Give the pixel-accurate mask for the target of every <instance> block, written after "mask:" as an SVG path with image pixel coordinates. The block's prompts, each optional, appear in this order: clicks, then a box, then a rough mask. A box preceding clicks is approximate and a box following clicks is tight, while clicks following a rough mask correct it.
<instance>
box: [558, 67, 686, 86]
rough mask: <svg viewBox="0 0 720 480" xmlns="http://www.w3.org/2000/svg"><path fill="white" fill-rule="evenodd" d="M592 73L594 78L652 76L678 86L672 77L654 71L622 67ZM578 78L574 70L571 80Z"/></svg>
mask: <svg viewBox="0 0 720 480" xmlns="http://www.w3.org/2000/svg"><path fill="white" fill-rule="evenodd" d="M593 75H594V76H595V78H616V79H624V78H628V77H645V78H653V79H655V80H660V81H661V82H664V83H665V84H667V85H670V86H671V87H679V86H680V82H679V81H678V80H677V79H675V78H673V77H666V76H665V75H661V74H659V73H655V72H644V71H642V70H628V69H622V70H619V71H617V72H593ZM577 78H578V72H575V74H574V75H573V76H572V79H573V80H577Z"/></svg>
........
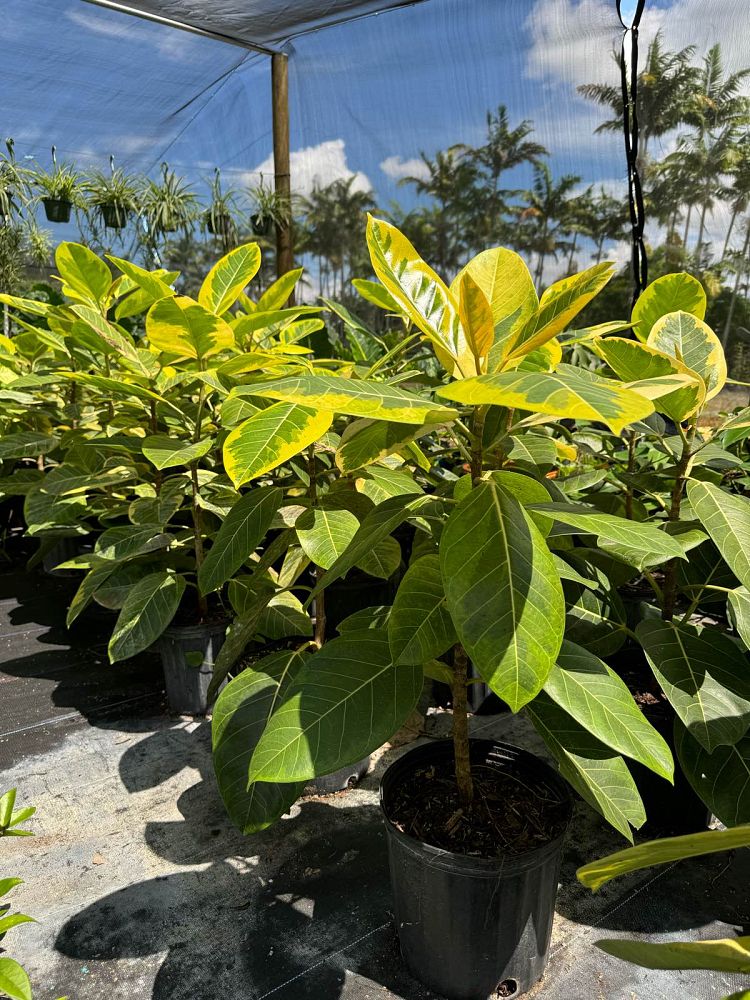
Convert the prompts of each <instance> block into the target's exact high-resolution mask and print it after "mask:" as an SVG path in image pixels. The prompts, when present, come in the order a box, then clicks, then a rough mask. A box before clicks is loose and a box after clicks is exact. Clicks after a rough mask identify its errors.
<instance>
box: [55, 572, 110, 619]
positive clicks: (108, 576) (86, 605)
........
Try it
Reproduce the rows starting at the one containing "Convert the prompts" and ending at the one containing "box: [55, 572, 110, 619]", switching "high-resolution" to "full-resolution" and leaving everything else unchanged.

Expected answer
Convert the prompts of each <instance> block into the target's exact full-resolution mask and print it after "mask:" as an SVG path in image pixels. The prompts, when present, come in the order a box, then clicks, then a rough mask. A box before clicks is loose and a box after clicks is exact. Clicks after a rough mask identify its errors.
<instance>
box: [55, 572, 110, 619]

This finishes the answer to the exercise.